* **What is needed**: Arrange the lines below as a Markdown table with two columns, No. and Text, giving each row a number and skipping blank lines. Leave the pictures out of the table.

──────────────────────────────

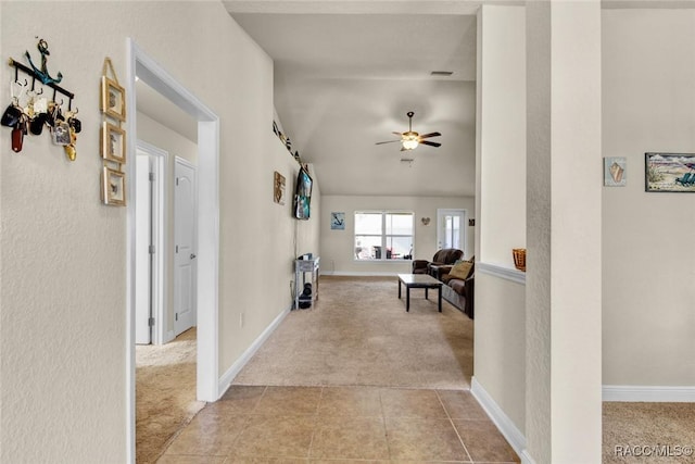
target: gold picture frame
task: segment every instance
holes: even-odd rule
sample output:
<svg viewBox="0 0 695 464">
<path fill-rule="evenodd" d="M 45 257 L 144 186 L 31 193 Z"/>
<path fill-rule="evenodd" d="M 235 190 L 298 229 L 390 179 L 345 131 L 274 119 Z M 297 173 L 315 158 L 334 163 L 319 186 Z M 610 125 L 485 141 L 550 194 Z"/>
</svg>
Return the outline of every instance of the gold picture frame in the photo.
<svg viewBox="0 0 695 464">
<path fill-rule="evenodd" d="M 121 171 L 103 167 L 101 175 L 101 199 L 104 204 L 126 205 L 126 174 Z"/>
<path fill-rule="evenodd" d="M 101 126 L 101 158 L 126 163 L 126 131 L 106 121 Z"/>
<path fill-rule="evenodd" d="M 285 204 L 286 184 L 285 176 L 276 171 L 273 181 L 273 201 L 276 203 Z"/>
<path fill-rule="evenodd" d="M 106 76 L 101 76 L 101 111 L 106 116 L 126 121 L 126 89 Z"/>
</svg>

──────────────────────────────

* **The reply**:
| No. | Text |
|---|---|
| 1 | target: gold picture frame |
| 2 | task: segment every instance |
| 3 | holes: even-odd rule |
| 4 | sample output: |
| 5 | <svg viewBox="0 0 695 464"> |
| 6 | <path fill-rule="evenodd" d="M 45 257 L 144 186 L 31 193 Z"/> |
| 7 | <path fill-rule="evenodd" d="M 235 190 L 298 229 L 390 179 L 345 131 L 274 119 Z M 297 173 L 315 158 L 334 163 L 319 186 Z M 610 125 L 485 141 L 550 194 Z"/> |
| 8 | </svg> |
| 9 | Return the outline of every instance of the gold picture frame in the photo. |
| 10 | <svg viewBox="0 0 695 464"> |
| 11 | <path fill-rule="evenodd" d="M 121 171 L 103 167 L 101 175 L 101 199 L 104 204 L 126 205 L 126 174 Z"/> |
| 12 | <path fill-rule="evenodd" d="M 101 126 L 101 158 L 126 163 L 126 131 L 106 121 Z"/> |
| 13 | <path fill-rule="evenodd" d="M 285 204 L 286 184 L 285 176 L 276 171 L 273 181 L 273 201 L 276 203 Z"/> |
| 14 | <path fill-rule="evenodd" d="M 106 76 L 101 76 L 101 111 L 106 116 L 126 121 L 126 89 Z"/> |
| 15 | </svg> |